*** Opening of Document passage ***
They also urged the public to take a serious view of the matter and adhere to the SOPs to avoid the enforcement of stricter measures if violations continue to occur.

Under the current movement control order, known as MCO 3.0, people are allowed to carry out individual outdoor activities like walking, jogging and cycling in a departure from the initial move to completely ban such pursuits.

Dr Raj Kumar Maharajah, who heads the Medical Practitioners Coalition Association of Malaysia, said the government had not been keen on allowing any form of outdoor activity until medical organisations and doctors pleaded for some elbow room in the interest of the people’s physical and mental well-being.

“The government has given this leeway for only one reason: so that people who are stuck at home can also get some exercise.”

“That’s why the government allowed jogging and cycling to be carried out,” he said.

However, checks showed that many have been using this as a means of meeting up and hanging out with friends or family members.

Dr Kuljit Singh, president of the Association of Private Hospitals Malaysia, cautioned against misusing the freedom given for individual activities.

“The government has given this leeway for only one reason: so that people who are stuck at home can also get some exercise.

“But there’s a very strict condition: you must have social distancing,” he said, adding that this should be the case even for members of the same household.

He said although Covid-19 transmission in the open air is lower than in an enclosed space, there is still a risk of contracting the virus if people are close to each other.

He said it was possible that the government would consider implementing SOPs similar to those put in place during the first MCO last year, imposing a blanket ban on all outdoor activities if SOPs are violated.

“People have to follow the SOPs and not abuse them, because then the government will tell you to stop and stay home,” he said.

Raj agreed that gathering in groups at parks and lakesides increases the risk of community transmission.

“There’s a strong possibility that somebody could be a close contact or carrier of the virus, and eventually spread it to others,” he said.

He said part of the problem is that many Malaysians feel that their health and well-being are the responsibility of the government and doctors.

He said such happy-go-lucky attitudes play a major role in why many are not following the SOPs.

“This is why they choose to hang out in parks with friends or family members, even at a time when they shouldn’t.”
*** Close of Document passage ***
* [Your instructions]: Copy the stretch of the MCO 3.0 outdoor activity passage from "Under the current" through "or family members.".
*** Opening of Information supplied ***
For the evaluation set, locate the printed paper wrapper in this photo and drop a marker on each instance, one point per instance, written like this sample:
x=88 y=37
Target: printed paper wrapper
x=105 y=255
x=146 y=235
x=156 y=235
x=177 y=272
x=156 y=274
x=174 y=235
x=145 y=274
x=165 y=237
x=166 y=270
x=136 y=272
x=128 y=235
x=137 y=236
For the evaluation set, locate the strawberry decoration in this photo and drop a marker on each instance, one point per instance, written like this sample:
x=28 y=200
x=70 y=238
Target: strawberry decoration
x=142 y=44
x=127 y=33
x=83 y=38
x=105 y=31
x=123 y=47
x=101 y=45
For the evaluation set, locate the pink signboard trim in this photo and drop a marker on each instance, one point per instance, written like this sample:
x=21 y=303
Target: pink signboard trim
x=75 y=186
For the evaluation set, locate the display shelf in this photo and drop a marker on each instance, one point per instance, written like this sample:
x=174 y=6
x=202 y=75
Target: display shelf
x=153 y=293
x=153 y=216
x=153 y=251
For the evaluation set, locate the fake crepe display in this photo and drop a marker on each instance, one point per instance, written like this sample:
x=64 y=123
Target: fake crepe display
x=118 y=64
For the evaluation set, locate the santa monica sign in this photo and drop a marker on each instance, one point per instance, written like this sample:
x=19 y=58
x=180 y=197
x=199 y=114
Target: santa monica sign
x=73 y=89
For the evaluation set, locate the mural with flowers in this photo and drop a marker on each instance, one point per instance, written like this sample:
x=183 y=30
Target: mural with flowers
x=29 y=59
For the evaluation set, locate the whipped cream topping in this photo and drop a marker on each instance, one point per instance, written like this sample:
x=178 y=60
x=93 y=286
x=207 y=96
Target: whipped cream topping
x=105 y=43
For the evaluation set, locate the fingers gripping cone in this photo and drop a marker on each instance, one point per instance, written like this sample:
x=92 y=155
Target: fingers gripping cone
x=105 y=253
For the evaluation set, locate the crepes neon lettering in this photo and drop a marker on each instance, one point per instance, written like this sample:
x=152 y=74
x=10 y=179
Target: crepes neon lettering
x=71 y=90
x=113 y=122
*** Close of Information supplied ***
* [Output]:
Under the current movement control order, known as MCO 3.0, people are allowed to carry out individual outdoor activities like walking, jogging and cycling in a departure from the initial move to completely ban such pursuits.

Dr Raj Kumar Maharajah, who heads the Medical Practitioners Coalition Association of Malaysia, said the government had not been keen on allowing any form of outdoor activity until medical organisations and doctors pleaded for some elbow room in the interest of the people’s physical and mental well-being.

“The government has given this leeway for only one reason: so that people who are stuck at home can also get some exercise.”

“That’s why the government allowed jogging and cycling to be carried out,” he said.

However, checks showed that many have been using this as a means of meeting up and hanging out with friends or family members.